Excerpt:
════

A colleague recently shared with me an amusing article regarding the phenomenon we know as “Big Data”.
As a technical person, I could empathise with many of the author’s observations and share the view that many of us feel that we ought to be doing big data because everyone else seems to doing it.
If we don’t start doing big data then we will somehow miss out. The trouble is few people seem to know what the concept really means. Moreover, many of the technologies we have used for many years continue to cope just fine, despite increasing amounts of data.
So what is all the excitement about? What is the immediate relevance of big data to the insurance industry? And what problems can it solve?
What is Big Data?
In broad terms, big data refers to:
- The vast increase in the quantity of information being collected (and stored, and processed, and analyzed)
- The heterogeneous nature of this information, which can come from online purchases, Facebook status updates, tweets, shared photos, and “check-ins”
- The demand to crunch these mountains of data as quickly and efficiently as possible.
Of these three points, it is the need to analyse heterogeneous and increasingly unstructured data that could be the big driver for the insurance industry.
Typically, the traditional systems and databases that our analytical teams at Willis use have adequately managed the continuous growth in data sizes. For example, Willis’ financial modelling system handles hundreds of billions of records in a good old-fashioned relational database. We have never felt the urge to refer to this system as a Big Data platform because it does what many other systems have done for many, many years. However, there are number of new volumes of data that require a radically different approach in order to analyse and interpret them appropriately. I’d like to explore some of these here.
Risk and Insurance Applications
My background comes from the strain of analytics we might refer to as risk analytics, by which I mean catastrophe modelling, financial modelling, spatial analysis or geospatial science. In the last twelve months I have presented at and attended various technology conferences and have observed first-hand the information explosion that is upon us.
Firstly let’s take situation awareness – the need to know everything going on in any given area. In risk and insurance terms this could refer to a kidnap and ransom event in the middle-east or the aftermath of a North Atlantic super-storm.
Crunching social media content is one of the primary purposes of Big Data technology – powered by the analytics of platforms like Hadoop to sift through the data very quickly. In other words, scanning through millions of newsfeeds and social media feeds, such as Twitter, YouTube and Ushahidi, for posts containing certain content (e.g. #earthquake) within a specific “geo-fenced” area.
What has been applied in other industries to analyse customers and their behaviours can be applied to solve very interesting problems in the insurance industry.
Tracking through Sensor Networks
Sensor networks are another interesting area that perhaps hasn’t yet been embraced in the insurance industry. The number of sensors and devices on the internet already exceeds the number of people.
Applications include tracking people in risky territories via mobile and iridium trackers, tracking of ships and planes, through to telemetry systems for cars and driving behaviours.
Tracking mobile assets produces vast volumes of data very quickly and it requires very high performance computers to analyse the data and facilitate predictive analytics. It is platforms such as Hadoop and Massively Parallel Processing (MPP) databases such as Oracle ExaData, TeraData and Netezza that allow this data to be stored and provide the data platform required to undertake analysis and interpretation.

════

Information supplied:
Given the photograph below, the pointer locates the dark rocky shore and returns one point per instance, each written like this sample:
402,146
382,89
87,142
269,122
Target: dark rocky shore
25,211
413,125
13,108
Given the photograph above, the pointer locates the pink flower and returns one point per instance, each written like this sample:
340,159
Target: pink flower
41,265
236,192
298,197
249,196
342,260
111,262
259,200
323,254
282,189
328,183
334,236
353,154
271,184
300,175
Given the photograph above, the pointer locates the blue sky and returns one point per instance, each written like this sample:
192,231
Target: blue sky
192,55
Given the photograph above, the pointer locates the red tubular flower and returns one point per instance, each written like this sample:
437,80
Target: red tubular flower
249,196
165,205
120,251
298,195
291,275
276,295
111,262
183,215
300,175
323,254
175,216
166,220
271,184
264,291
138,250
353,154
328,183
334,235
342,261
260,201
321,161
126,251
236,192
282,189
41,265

════

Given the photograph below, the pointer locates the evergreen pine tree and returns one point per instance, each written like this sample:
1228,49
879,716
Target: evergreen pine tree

════

Task:
Answer these questions about the big data article above, numbering each answer to match:
1. How many records does Willis' financial modelling system handle, and in what kind of database?
2. Which hashtag is given as an example of content to scan for in social media feeds?
3. Which three Massively Parallel Processing databases are named?

Exercise output:
1. Hundreds of billions of records, in a relational database.
2. #earthquake
3. Oracle ExaData, TeraData and Netezza.